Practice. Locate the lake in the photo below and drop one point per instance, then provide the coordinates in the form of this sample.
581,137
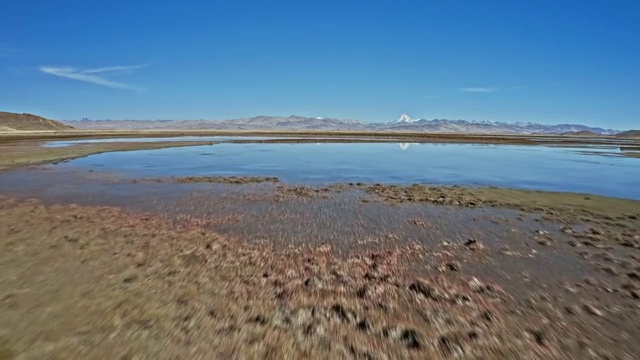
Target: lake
595,170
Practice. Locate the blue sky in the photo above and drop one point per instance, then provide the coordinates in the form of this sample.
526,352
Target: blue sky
540,61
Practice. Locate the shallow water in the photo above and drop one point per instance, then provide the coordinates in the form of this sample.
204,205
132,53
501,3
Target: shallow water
571,169
62,143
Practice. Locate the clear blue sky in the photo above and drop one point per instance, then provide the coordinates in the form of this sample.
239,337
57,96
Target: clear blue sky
541,61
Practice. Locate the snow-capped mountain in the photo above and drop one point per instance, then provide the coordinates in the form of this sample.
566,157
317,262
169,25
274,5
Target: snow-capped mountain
403,119
404,123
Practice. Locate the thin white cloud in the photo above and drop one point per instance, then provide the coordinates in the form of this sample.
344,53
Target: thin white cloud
479,89
93,76
112,69
7,52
⁂
*THE PROBLEM*. Can you output every line of the material above as a JSON list of strings, one string per line, with blank lines and the picture left out?

*SOLUTION FOR THIS PROBLEM*.
[
  "Practice. Locate the lake in the photo below and drop one point per instance, then provide the coordinates in the form of this sample.",
  "581,137",
  "Target: lake",
  "595,170",
  "Practice. Locate the blue sky in the photo above and drop one point per instance, then provide the coordinates in the form of this sample.",
  "526,352",
  "Target: blue sky",
  "540,61",
  "Practice. Locate the shallow water in the photo above and drop one point per instance, then provide the coordinates in the form of this sample.",
  "204,205",
  "132,53",
  "501,3",
  "Target: shallow water",
  "571,169",
  "62,143",
  "Practice. Locate the clear blue sky in the photo above and drop one point per instance, then provide the coordinates in the form of this sample.",
  "239,337",
  "57,96",
  "Target: clear blue sky",
  "541,61",
  "Practice. Locate the snow-capped mountain in the photo above and drop one point per instance, then provide the coordinates in the form of this sample.",
  "566,157",
  "317,262",
  "169,25",
  "274,5",
  "Target: snow-capped mountain",
  "403,119",
  "404,123",
  "Practice. Locate the thin white cloud in the photo above and drop one point per instance, then provide the coordinates in the form of this sample.",
  "344,53",
  "Target: thin white cloud",
  "479,89",
  "93,76",
  "112,69",
  "7,52"
]